* Work item: With the pictures removed, please write out every line below exactly as given.
───
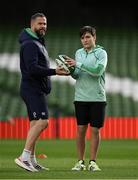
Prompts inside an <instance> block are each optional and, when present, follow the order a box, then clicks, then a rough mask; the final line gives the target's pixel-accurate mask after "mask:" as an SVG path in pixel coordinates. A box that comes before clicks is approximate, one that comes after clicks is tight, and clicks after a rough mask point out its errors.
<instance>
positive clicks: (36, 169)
mask: <svg viewBox="0 0 138 180" xmlns="http://www.w3.org/2000/svg"><path fill="white" fill-rule="evenodd" d="M14 161H15V163H16V164H17V165H18V166H19V167H21V168H23V169H25V170H27V171H31V172H38V170H37V169H35V168H34V167H33V165H32V164H31V162H29V161H22V160H21V158H20V157H19V158H16V159H15V160H14Z"/></svg>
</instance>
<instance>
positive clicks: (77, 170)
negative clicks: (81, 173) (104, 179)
mask: <svg viewBox="0 0 138 180" xmlns="http://www.w3.org/2000/svg"><path fill="white" fill-rule="evenodd" d="M71 170H72V171H84V170H86V166H85V165H84V161H83V160H79V161H78V162H77V163H76V164H75V166H74V167H73V168H72V169H71Z"/></svg>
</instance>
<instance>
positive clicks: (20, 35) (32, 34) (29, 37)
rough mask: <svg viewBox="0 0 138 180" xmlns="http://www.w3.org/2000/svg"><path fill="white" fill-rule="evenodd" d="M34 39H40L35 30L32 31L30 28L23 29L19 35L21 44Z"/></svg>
mask: <svg viewBox="0 0 138 180" xmlns="http://www.w3.org/2000/svg"><path fill="white" fill-rule="evenodd" d="M32 39H35V40H36V39H37V40H39V38H38V36H37V35H36V34H35V33H34V32H32V31H31V29H30V28H26V29H23V30H22V32H21V33H20V35H19V43H20V44H22V43H23V42H24V41H28V40H32Z"/></svg>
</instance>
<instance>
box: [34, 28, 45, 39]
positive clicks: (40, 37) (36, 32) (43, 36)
mask: <svg viewBox="0 0 138 180" xmlns="http://www.w3.org/2000/svg"><path fill="white" fill-rule="evenodd" d="M40 31H41V30H36V31H35V32H36V34H37V36H38V37H39V38H42V37H44V35H45V33H40Z"/></svg>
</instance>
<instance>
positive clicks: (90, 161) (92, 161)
mask: <svg viewBox="0 0 138 180" xmlns="http://www.w3.org/2000/svg"><path fill="white" fill-rule="evenodd" d="M88 171H101V169H100V168H99V167H98V165H97V164H96V162H94V161H90V163H89V165H88Z"/></svg>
───
* Worked solution:
Prompts inside an <instance> block are each optional and, when present, follow the order a box, then clicks, then a rough mask; the final line gives the target's pixel-accurate mask after "mask:" as an SVG path in pixel coordinates. A box that comes before clicks is approximate, one that comes after clicks is tight, and clicks after a rough mask point out its errors.
<instance>
positive clicks: (36, 169)
mask: <svg viewBox="0 0 138 180" xmlns="http://www.w3.org/2000/svg"><path fill="white" fill-rule="evenodd" d="M14 161H15V163H16V164H17V165H18V166H19V167H21V168H23V169H25V170H27V171H31V172H38V170H37V169H35V168H34V167H33V165H32V164H31V162H29V161H22V160H21V158H20V157H19V158H16V159H15V160H14Z"/></svg>
</instance>
<instance>
positive clicks: (77, 170)
negative clicks: (81, 173) (104, 179)
mask: <svg viewBox="0 0 138 180" xmlns="http://www.w3.org/2000/svg"><path fill="white" fill-rule="evenodd" d="M71 170H72V171H84V170H86V166H85V165H84V161H83V160H79V161H78V162H77V163H76V164H75V166H74V167H73V168H72V169H71Z"/></svg>
</instance>
<instance>
positive clicks: (20, 35) (32, 34) (29, 37)
rough mask: <svg viewBox="0 0 138 180" xmlns="http://www.w3.org/2000/svg"><path fill="white" fill-rule="evenodd" d="M34 39H40L35 30L32 31L30 28L23 29L19 35L21 44Z"/></svg>
mask: <svg viewBox="0 0 138 180" xmlns="http://www.w3.org/2000/svg"><path fill="white" fill-rule="evenodd" d="M32 39H35V40H36V39H37V40H39V38H38V36H37V35H36V34H35V33H34V32H32V31H31V29H30V28H26V29H23V30H22V32H21V33H20V35H19V43H20V44H22V43H23V42H24V41H28V40H32Z"/></svg>
</instance>
<instance>
box: [34, 28, 45, 39]
positive clicks: (40, 37) (36, 32) (43, 36)
mask: <svg viewBox="0 0 138 180" xmlns="http://www.w3.org/2000/svg"><path fill="white" fill-rule="evenodd" d="M40 31H41V30H36V31H35V32H36V34H37V36H38V37H39V38H42V37H44V35H45V33H40Z"/></svg>
</instance>
<instance>
positive clicks: (90, 161) (92, 161)
mask: <svg viewBox="0 0 138 180" xmlns="http://www.w3.org/2000/svg"><path fill="white" fill-rule="evenodd" d="M88 171H101V169H100V168H99V167H98V165H97V164H96V162H94V161H90V163H89V165H88Z"/></svg>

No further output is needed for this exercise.